Vorliegender Textauszug:
▼▼▼
Lokalsport

Fünf Titel und ein Eklat

Leichtathletik: Bahnverteilung bei „Bawüs“ sorgt bei Tobias Ungers Trainer für Unmut

Erfolgreicher Auftakt in die Hallensaison für die Leichtathleten der Kirchheimer Trainingsgruppe. Bei den baden-württembergischen Meisterschaften in Karlsruhe gab‘s fünf Titel, darunter zwei für Tobias Unger und einen für Anja Wackershauser. Überschattet wurde der Triumph der Teckathleten durch eine Kampfrichter-Posse, die Trainer und Athleten auf die Palme brachte.

Fünf Titel und ein Eklat
Fünf Titel und ein Eklat
Fünf Titel und ein Eklat
Fünf Titel und ein Eklat

Karlsruhe. Als Tobias Unger gestern kurz vor 14 Uhr als Erster des 200-Meter-Finals über die Ziellinie sprintete, wusste er bereits, dass er den Titel nicht gewonnen hatte – der 32-Jährige war in der Kurve mehrmals auf die Bahnmarkierung getreten, was nach Videoanalyse im Zielraum folgerichtig die Disqualifikation zur Folge hatte.

Die war brisanterweise jedoch gewollt. Unger war nach Absprache mit Trainer Micky Corucle aus Protest „übergetreten“, weil es die Karlsruher Kampfrichter offenbar zu genau meinten. „Holzköpfe“, schimpfte Corucle über die Verantwortlichen, die in den Zeitendläufen entgegen üblicher Hallengepflogenheiten nicht den Vorlaufschnellsten auf die aussichtsreiche Außenbahn setzten, sondern den Zweitschnellsten. Sprich: Unger als Schnellster von drei Vorläufen (21,72 Sekunden) musste in seinem Zeitendlauf auf Bahn drei starten, der Sindelfinger Tim Assenheimer (22,00) durfte als Zweitschnellster auf Bahn vier – so sehen es die Statuten auf Verbandsebene zwar auch vor, doch gilt es gemeinhin als unausgesprochene Ehrensache, dass der Schnellste auch die schnellste Bahn bekommt, die aufgrund der Fliehkräfte eben außen ist.

Dass Unger dennoch Schnellster war, machte den Titel für Assenheimer so gesehen zur Farce, zumal Corucle bei den Kampfrichtern bereits vor den Zeitendläufen angekündigt hatte, dass sein Zögling die Bahn verlassen würde. Der zuckte hinterher nur mit den Schultern. „Klar hätte ich diesen Titel auch gerne gewonnen, so war‘s eben ein gutes Training“, meinte Unger, der damit quasi freiwillig auf einen Titel verzichtete.
▲▲▲
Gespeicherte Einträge
▼▼▼
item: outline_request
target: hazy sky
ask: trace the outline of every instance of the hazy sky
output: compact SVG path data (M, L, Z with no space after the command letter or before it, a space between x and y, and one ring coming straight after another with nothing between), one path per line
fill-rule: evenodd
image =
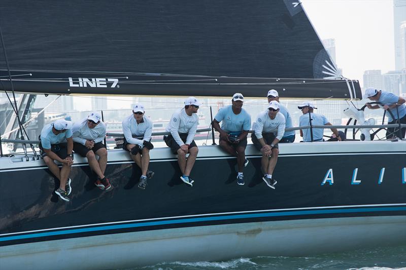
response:
M301 2L320 38L335 39L336 64L345 76L362 86L364 71L395 69L392 0Z
M406 1L406 0L404 0ZM335 40L336 64L345 76L359 80L368 69L395 68L392 0L301 0L321 40ZM130 98L109 97L109 106L129 107ZM112 101L118 99L119 101ZM89 97L75 98L88 107Z

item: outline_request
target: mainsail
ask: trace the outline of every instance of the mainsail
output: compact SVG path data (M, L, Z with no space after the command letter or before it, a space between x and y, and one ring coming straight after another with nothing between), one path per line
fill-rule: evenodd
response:
M340 74L296 0L2 0L0 14L10 68L25 70L13 71L12 75L32 73L15 77L26 79L24 83L45 79L29 87L17 82L17 91L38 88L42 89L39 92L65 94L183 95L175 91L179 87L189 89L188 94L229 96L231 87L200 84L219 86L225 81L232 84L227 85L233 85L231 92L247 96L262 97L273 88L283 92L283 97L361 97L357 81L329 80L334 82L330 84L322 80ZM0 57L0 68L5 67ZM44 70L57 73L36 72ZM103 73L80 74L93 72ZM131 87L123 93L90 87L76 93L69 85L55 86L46 80L76 78L79 84L78 78L114 79L124 72L133 83L169 83L170 79L178 86L173 84L162 89L162 82L146 86L140 82L126 85ZM9 89L6 74L0 71L0 89ZM181 86L184 75L189 77ZM307 84L315 79L321 81ZM192 83L199 86L191 87ZM260 94L253 85L261 86Z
▲▲▲
Aufgabe 1: Auf welcher Bahn musste Tobias Unger laut dem Bericht über die Meisterschaften in Karlsruhe in seinem Zeitendlauf starten?
Aufgabe 2: Setze den Bericht über die Meisterschaften in Karlsruhe im Anschluss an seinen letzten Satz fort.
Das Material hat mit dem Bericht über die Meisterschaften in Karlsruhe nichts zu tun.

Lösung 1: Auf Bahn drei.

Lösung 2:
Entschädigt wurde er knapp eine Stunde später mit Gold in der 4x200-Meter-Staffel, die er mit Alex Schaf, Fabian Sterzing und John-Henry Tate in 1.27,53 Minuten gewann, sowie dem Titel über 60 Meter am Samstag. Hier hielt er in 6,74 Sekunden seine Trainingskameraden Schaf (6,79) und Marius Broening (6,84) in Schach. „Alex und Marius haben jeweils den Start verschlafen, sonst wären die Abstände noch geringer gewesen“, analysierte Corucle. Unger befand den Auftakt in die Hallensaison indes zufriedenstellen: „Für einen Finallauf war‘s ok. Nächste Woche in Sindelfingen geht‘s sicher noch ein bisschen schneller.“ Am kommenden Sonntag kommt es für die Corucle-Sprinter im Glaspalast zum Kräftemessen mit dem derzeit schnellsten Deutschen, Christian Blum (Wattenscheid), der der Norm für die Hallen-WM von 6,62 Sekunden mit seinen 6,70 momentan am nächsten ist.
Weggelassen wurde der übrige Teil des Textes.